Object point labels:

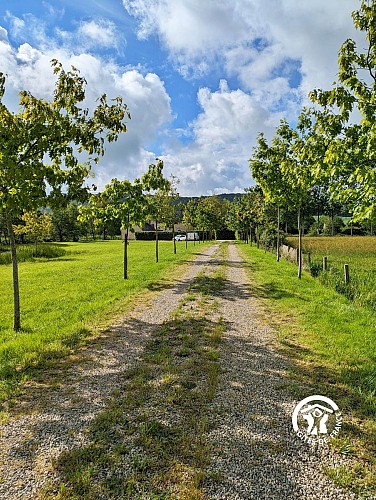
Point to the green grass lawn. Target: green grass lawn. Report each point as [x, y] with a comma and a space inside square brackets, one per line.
[63, 300]
[331, 343]
[359, 252]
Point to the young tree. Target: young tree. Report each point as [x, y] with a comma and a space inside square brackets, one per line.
[59, 130]
[124, 201]
[267, 169]
[350, 154]
[154, 182]
[36, 226]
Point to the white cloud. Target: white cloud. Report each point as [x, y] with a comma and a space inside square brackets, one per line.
[224, 133]
[99, 32]
[253, 37]
[29, 68]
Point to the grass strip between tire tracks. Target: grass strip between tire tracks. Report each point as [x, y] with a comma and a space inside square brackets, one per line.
[66, 300]
[150, 441]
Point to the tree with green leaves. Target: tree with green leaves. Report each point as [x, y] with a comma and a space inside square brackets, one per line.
[350, 154]
[158, 188]
[211, 214]
[65, 226]
[190, 214]
[267, 169]
[36, 226]
[41, 147]
[293, 152]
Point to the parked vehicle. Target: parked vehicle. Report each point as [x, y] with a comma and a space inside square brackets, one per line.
[192, 236]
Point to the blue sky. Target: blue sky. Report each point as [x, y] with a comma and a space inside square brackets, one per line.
[201, 79]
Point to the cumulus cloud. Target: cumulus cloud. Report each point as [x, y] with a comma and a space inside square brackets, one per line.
[29, 68]
[255, 39]
[224, 133]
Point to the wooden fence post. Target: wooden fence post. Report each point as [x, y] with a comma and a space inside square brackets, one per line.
[346, 272]
[325, 263]
[309, 259]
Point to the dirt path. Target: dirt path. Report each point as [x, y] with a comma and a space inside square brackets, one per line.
[56, 417]
[254, 451]
[258, 455]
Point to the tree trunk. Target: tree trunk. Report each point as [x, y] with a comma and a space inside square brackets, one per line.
[126, 253]
[156, 241]
[278, 223]
[16, 286]
[299, 247]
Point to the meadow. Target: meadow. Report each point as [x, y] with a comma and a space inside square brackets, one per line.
[331, 343]
[359, 252]
[70, 297]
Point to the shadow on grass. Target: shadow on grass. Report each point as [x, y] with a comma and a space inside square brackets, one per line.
[149, 439]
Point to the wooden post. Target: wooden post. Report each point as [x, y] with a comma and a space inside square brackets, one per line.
[309, 259]
[346, 273]
[325, 263]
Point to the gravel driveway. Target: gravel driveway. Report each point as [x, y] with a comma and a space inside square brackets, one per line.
[256, 454]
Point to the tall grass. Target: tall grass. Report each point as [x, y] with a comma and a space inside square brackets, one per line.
[64, 299]
[359, 252]
[26, 253]
[331, 343]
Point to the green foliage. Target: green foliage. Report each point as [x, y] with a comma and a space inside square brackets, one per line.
[330, 343]
[30, 252]
[357, 252]
[350, 147]
[58, 128]
[36, 226]
[68, 298]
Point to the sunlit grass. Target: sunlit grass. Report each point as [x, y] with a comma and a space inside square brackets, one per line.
[331, 343]
[359, 252]
[63, 299]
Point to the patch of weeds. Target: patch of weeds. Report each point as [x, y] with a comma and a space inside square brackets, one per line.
[151, 440]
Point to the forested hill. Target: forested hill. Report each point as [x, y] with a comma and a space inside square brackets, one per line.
[227, 196]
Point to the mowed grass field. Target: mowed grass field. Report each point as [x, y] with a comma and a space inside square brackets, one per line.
[64, 300]
[331, 343]
[359, 252]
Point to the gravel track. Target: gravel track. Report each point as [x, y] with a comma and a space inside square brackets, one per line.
[256, 454]
[53, 419]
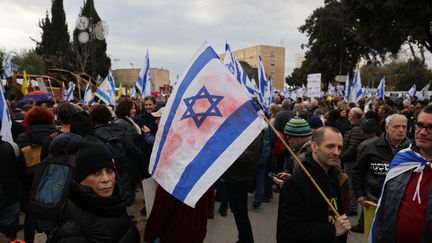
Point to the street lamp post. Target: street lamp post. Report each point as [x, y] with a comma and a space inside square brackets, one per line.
[90, 31]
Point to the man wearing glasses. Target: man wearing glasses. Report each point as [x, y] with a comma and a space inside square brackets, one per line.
[404, 211]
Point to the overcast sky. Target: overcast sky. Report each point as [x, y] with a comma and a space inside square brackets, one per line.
[172, 30]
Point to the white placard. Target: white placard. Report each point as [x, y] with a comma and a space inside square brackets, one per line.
[314, 85]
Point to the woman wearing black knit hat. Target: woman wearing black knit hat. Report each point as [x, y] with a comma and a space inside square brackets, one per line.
[95, 211]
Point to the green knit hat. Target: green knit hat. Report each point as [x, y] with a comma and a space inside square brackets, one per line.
[297, 127]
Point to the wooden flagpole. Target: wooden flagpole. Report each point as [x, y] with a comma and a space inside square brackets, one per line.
[304, 169]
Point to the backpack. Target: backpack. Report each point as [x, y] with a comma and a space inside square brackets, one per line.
[32, 154]
[50, 189]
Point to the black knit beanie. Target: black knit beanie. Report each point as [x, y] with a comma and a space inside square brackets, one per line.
[91, 157]
[81, 124]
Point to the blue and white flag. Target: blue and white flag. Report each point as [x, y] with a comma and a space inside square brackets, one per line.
[206, 125]
[6, 122]
[143, 80]
[405, 160]
[105, 91]
[286, 92]
[69, 92]
[264, 89]
[8, 72]
[133, 93]
[381, 89]
[356, 91]
[237, 70]
[331, 90]
[347, 92]
[88, 96]
[424, 93]
[412, 90]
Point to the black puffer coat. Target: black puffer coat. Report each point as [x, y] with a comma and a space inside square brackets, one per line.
[12, 172]
[91, 218]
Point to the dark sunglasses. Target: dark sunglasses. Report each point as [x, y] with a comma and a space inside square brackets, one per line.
[419, 126]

Challenge –
Reproduce verbatim the portion of the listing that begins with the line containing "Point to the blue and" and continues through the final line of the listing, including both of these lines.

Task response –
Point to the blue and white flag. Target: blue and white flag. Report each point as [x, y] with a comma and a space inside square brackets, one per line.
[206, 125]
[6, 122]
[143, 80]
[405, 160]
[105, 91]
[286, 92]
[69, 92]
[264, 89]
[8, 72]
[133, 93]
[381, 89]
[356, 91]
[237, 70]
[331, 90]
[347, 92]
[88, 96]
[424, 93]
[412, 90]
Point to the black puffer coat. Target: black puffer coat. Report each point as [x, y] with a comma and a space inside square brackets, one per line.
[12, 172]
[91, 218]
Point to the dark sunglasses. Target: dark sunglasses. Report each point as [x, y] with a comma and a space inside square brackets, one per line.
[419, 126]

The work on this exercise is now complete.